*** The records ***
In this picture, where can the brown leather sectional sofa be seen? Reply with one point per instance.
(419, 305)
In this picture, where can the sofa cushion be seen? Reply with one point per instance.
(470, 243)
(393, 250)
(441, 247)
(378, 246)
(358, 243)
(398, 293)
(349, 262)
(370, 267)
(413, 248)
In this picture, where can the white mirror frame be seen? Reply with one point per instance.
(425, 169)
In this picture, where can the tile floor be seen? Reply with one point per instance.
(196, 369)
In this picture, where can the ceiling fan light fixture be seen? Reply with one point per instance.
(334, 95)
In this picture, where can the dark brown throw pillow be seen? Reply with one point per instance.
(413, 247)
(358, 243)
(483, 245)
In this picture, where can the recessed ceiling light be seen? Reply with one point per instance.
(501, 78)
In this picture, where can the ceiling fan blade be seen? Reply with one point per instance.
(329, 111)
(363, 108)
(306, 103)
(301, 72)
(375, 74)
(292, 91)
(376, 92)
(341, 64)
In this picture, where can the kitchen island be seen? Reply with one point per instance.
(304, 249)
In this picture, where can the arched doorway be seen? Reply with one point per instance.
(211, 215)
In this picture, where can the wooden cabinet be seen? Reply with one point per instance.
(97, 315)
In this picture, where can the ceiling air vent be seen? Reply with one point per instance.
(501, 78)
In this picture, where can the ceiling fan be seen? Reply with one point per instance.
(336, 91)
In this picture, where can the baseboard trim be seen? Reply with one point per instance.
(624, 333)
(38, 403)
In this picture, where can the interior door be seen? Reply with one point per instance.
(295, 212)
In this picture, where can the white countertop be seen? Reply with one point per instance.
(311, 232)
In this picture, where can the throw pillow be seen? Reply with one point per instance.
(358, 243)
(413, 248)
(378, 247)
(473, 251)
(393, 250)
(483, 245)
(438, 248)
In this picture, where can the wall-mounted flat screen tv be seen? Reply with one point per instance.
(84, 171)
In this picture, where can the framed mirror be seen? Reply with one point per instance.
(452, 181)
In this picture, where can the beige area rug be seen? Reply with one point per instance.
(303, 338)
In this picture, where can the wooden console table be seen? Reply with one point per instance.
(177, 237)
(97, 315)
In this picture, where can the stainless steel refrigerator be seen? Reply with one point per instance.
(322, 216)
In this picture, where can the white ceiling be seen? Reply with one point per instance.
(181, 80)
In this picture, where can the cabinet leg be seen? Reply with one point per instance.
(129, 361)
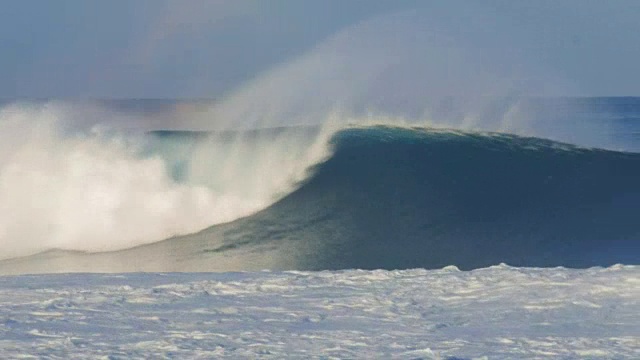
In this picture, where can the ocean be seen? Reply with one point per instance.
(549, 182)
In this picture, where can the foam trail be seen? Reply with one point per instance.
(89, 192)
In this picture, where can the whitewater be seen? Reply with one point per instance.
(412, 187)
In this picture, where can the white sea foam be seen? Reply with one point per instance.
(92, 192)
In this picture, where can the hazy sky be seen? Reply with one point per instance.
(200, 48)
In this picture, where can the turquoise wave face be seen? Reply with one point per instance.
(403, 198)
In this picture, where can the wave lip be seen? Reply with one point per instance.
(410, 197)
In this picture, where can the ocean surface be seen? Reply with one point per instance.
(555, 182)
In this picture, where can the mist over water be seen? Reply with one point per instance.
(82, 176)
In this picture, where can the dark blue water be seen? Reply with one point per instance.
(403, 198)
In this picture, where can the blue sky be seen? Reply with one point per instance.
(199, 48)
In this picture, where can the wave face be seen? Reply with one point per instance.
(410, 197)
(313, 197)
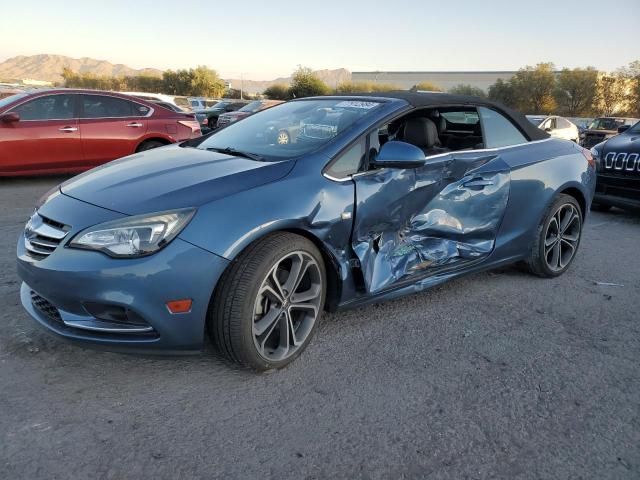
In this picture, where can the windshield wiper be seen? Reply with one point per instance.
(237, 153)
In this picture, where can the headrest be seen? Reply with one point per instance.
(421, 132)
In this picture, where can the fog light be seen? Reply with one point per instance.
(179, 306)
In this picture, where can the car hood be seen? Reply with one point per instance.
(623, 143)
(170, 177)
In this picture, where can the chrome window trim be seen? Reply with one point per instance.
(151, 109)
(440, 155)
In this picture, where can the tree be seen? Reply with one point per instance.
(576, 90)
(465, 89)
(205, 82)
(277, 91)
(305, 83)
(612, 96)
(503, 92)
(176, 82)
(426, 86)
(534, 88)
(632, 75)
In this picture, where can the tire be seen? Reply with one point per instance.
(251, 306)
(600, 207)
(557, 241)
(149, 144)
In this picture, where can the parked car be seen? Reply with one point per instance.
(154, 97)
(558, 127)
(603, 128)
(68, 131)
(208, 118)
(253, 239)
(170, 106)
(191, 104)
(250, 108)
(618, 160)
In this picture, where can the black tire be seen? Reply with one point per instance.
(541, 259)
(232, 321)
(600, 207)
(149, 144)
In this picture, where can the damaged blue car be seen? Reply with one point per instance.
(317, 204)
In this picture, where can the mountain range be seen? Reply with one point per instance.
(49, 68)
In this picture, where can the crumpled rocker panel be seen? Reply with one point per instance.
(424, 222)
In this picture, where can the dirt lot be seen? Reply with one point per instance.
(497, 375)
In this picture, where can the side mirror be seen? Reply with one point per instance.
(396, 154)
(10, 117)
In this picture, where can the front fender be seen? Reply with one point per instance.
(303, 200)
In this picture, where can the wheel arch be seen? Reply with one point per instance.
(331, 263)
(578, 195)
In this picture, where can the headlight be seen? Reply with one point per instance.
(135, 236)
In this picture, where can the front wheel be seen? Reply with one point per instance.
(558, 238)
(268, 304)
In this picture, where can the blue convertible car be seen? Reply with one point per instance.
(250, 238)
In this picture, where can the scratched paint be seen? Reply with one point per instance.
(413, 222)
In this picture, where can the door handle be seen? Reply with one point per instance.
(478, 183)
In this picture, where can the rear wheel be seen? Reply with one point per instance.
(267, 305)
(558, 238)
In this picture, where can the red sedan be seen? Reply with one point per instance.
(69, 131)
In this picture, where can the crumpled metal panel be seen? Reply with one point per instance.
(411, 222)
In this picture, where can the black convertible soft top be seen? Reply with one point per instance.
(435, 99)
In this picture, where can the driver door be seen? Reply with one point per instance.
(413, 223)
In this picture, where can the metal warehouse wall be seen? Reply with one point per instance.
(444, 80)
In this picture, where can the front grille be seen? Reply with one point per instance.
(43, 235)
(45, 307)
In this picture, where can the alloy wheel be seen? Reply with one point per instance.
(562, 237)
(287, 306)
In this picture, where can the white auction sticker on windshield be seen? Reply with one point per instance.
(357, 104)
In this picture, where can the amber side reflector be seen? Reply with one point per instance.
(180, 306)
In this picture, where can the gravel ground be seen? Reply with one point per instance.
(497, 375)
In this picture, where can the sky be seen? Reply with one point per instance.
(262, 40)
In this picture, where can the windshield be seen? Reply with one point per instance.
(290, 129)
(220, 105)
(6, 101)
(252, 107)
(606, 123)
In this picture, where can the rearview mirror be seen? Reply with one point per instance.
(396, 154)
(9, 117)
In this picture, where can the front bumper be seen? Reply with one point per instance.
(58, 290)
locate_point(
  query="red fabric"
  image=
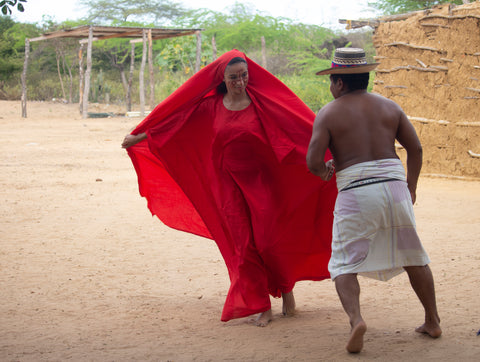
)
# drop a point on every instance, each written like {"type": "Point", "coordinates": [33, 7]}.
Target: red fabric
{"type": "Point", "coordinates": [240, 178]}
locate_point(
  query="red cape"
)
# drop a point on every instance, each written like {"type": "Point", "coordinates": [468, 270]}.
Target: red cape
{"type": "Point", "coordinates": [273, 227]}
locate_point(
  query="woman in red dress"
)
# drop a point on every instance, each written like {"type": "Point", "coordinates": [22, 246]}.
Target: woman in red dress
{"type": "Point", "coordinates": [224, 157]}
***
Without the images, print all of the lines above exactly.

» Output of the task:
In this picture, where can the brown leather sectional sofa be seen? Reply with one point per instance.
(419, 305)
In this picture, where can the sofa cushion be seen? Reply with one point per instance.
(470, 243)
(393, 250)
(441, 247)
(378, 246)
(358, 243)
(398, 293)
(349, 262)
(370, 267)
(413, 248)
In this picture, where can the white mirror frame be seen? Reply with one point per instance.
(425, 169)
In this picture, where can the tile floor be seen? Reply with one point per instance.
(196, 369)
In this picture, where can the ceiling fan light fixture be seen? Reply with one point per instance.
(334, 95)
In this picture, where can the dark brown throw pillow be seen? Reply with one point per instance.
(413, 247)
(358, 243)
(483, 245)
In this picture, where can the recessed ceiling light be seen? Reply with one point per instance.
(501, 78)
In this picture, where can the ceiling fan blade be seen? Reply with one point per instance.
(329, 111)
(363, 108)
(306, 103)
(301, 72)
(375, 74)
(292, 91)
(376, 92)
(341, 64)
In this picture, where can the kitchen island be seen? Reply with one point per instance.
(304, 249)
In this picture, where can the arched doorway be seen? Reply with one point per instance.
(211, 215)
In this picture, where can the wooden cabinet be seen? Reply with one point per instance.
(97, 315)
In this picture, where can the ceiling air vent be seen? Reply with one point per instance.
(501, 78)
In this picture, where can the ceiling fan be seen? Reply with one point per instance.
(336, 91)
In this picture, where can the baseboard trim be seen? Reply with one point per instance.
(624, 333)
(38, 403)
In this picture, where can the interior door be seen? Reply with one point per instance.
(295, 212)
In this picture, where can the white countertop be seen? Reply with one point per instance.
(311, 232)
In this picture, where can the throw pillow be seen? Reply with one point per instance.
(358, 243)
(413, 248)
(378, 247)
(473, 251)
(393, 250)
(483, 245)
(438, 248)
In this picture, where can the wall-mounted flat screen tv be seen? Reply with one point per instance.
(84, 171)
In this picture, where can the framed mirror be seen? Reply with one point per instance.
(452, 181)
In this picture, where can the beige area rug be seen? Reply with one point per instance.
(303, 338)
In this picture, where can the wooden console table be seen? Reply with one point per instance.
(177, 237)
(97, 315)
In this picture, where can the stainless steel refrigerator be seen? Reply with one point per instance.
(322, 216)
In this picture, where can the white ceiling be seen? Reply with one point per instance.
(181, 80)
In this picture, where can the cabinet leg be seen? Reply with one point per instance.
(129, 361)
In this picture, where can the ocean be seen? Reply with one point per instance.
(549, 182)
In this picture, where can the foam trail be seen? Reply with one point per instance.
(89, 192)
In this picture, where can the whitewater be seen? Reply with one point per instance.
(412, 187)
In this picture, where can the white sea foam be seen? Reply with one point per instance.
(92, 192)
In this picture, where can the hazy sky be seen? Reply with one point per instance.
(200, 48)
In this picture, where can the turquoise wave face be seen? Reply with one point per instance.
(403, 198)
In this picture, where can the wave lip be seen? Reply with one point per instance.
(410, 197)
In this picture, where can the ocean surface be seen? Reply with one point per instance.
(555, 182)
In this picture, where can the mist over water be seen? Reply with one point per instance.
(82, 176)
In this picture, where can the dark blue water be seen? Reply with one point per instance.
(403, 198)
In this picture, where can the blue sky be seen? Reply with one point per instance.
(199, 48)
In this picture, where can the wave face be seen? Reply with one point per instance.
(410, 197)
(313, 197)
In this picture, where can the windshield wiper be seen? Reply with one point per instance.
(237, 153)
In this picture, where can the headrest be seen? Reply with one point per instance.
(421, 132)
In this picture, where can the fog light be seen? Reply with one point per instance.
(179, 306)
In this picture, where can the car hood be seen? Reply with one point per instance.
(623, 143)
(170, 177)
In this picture, where can the chrome window trim be seen? Reply with one point per instance.
(151, 109)
(440, 155)
In this picture, where can the tree be seen? Reply with one point per instance.
(576, 90)
(465, 89)
(205, 82)
(277, 91)
(305, 83)
(612, 96)
(503, 92)
(176, 82)
(426, 86)
(534, 88)
(632, 75)
In this picture, where can the tire be seen? Reply with one point per instance.
(251, 306)
(600, 207)
(557, 241)
(149, 144)
In this picture, where can the parked car be seen? Reply with one point per instance.
(154, 97)
(558, 127)
(603, 128)
(68, 131)
(208, 118)
(253, 239)
(170, 106)
(191, 104)
(250, 108)
(618, 160)
In this picture, where can the black tire be seen? Reply with one point per instance.
(541, 259)
(232, 321)
(600, 207)
(149, 144)
In this picture, where can the damaged blue car be seen? Reply with one point per instance.
(317, 204)
In this picture, where can the mountain range be seen? Reply with one point per instance.
(49, 68)
In this picture, where can the crumpled rocker panel be seen? Reply with one point per instance.
(424, 222)
In this picture, where can the dirt lot be seen? Reply with one point per instance.
(497, 375)
In this picture, where can the side mirror be seen? Reply with one point per instance.
(396, 154)
(10, 117)
In this picture, where can the front fender be seen? Reply with one point per instance.
(303, 200)
In this picture, where can the wheel arch be seen? Reply with one point per instance.
(331, 263)
(578, 195)
In this picture, where can the headlight be seen? Reply with one point per instance.
(135, 236)
In this picture, where can the front wheel be seen? Reply with one point per instance.
(558, 238)
(268, 304)
In this picture, where can the blue convertible car be seen? Reply with one point per instance.
(250, 238)
In this picture, where can the scratched paint be seen? Reply with one point per instance.
(413, 222)
In this picture, where can the door handle be seen? Reply with one point per instance.
(478, 183)
In this picture, where can the rear wheel be seen? Reply with one point per instance.
(267, 305)
(558, 238)
In this picture, where can the red sedan be seen? Reply with one point per instance.
(69, 131)
In this picture, where can the crumpled metal panel be seen? Reply with one point per instance.
(411, 222)
In this picture, where can the black convertible soft top be seen? Reply with one point per instance.
(435, 99)
In this picture, where can the driver door be seen? Reply with one point per instance.
(413, 223)
In this picture, where can the metal warehouse wall be seen? Reply with one point per instance.
(444, 80)
In this picture, where can the front grille be seen? Reply with one point per instance.
(43, 235)
(45, 307)
In this picture, where can the alloy wheel be seen? Reply with one point per instance.
(562, 237)
(287, 306)
In this picture, where can the white auction sticker on windshield be seen? Reply with one point per instance.
(357, 104)
In this picture, where can the amber side reflector be seen? Reply with one point per instance.
(180, 306)
In this picture, where can the gravel ground be seen? Reply with one point per instance.
(497, 375)
In this picture, where can the sky be seen? Reply with one point per instance.
(262, 40)
In this picture, where can the windshield be seen? Reply with one point per instance.
(290, 129)
(220, 105)
(6, 101)
(252, 107)
(606, 123)
In this picture, where can the rearview mirror be seen? Reply with one point per instance.
(396, 154)
(9, 117)
In this picture, where can the front bumper be seen? Reply with one point per instance.
(58, 290)
locate_point(
  query="red fabric"
  image=
)
# drop a point on every instance, each written like {"type": "Point", "coordinates": [33, 7]}.
Target: red fabric
{"type": "Point", "coordinates": [240, 178]}
locate_point(
  query="red cape"
)
# drop a point on every instance, each written like {"type": "Point", "coordinates": [468, 270]}.
Target: red cape
{"type": "Point", "coordinates": [273, 227]}
locate_point(
  query="woman in red dress"
)
# drop a point on every instance, each written like {"type": "Point", "coordinates": [22, 246]}.
Target: woman in red dress
{"type": "Point", "coordinates": [224, 157]}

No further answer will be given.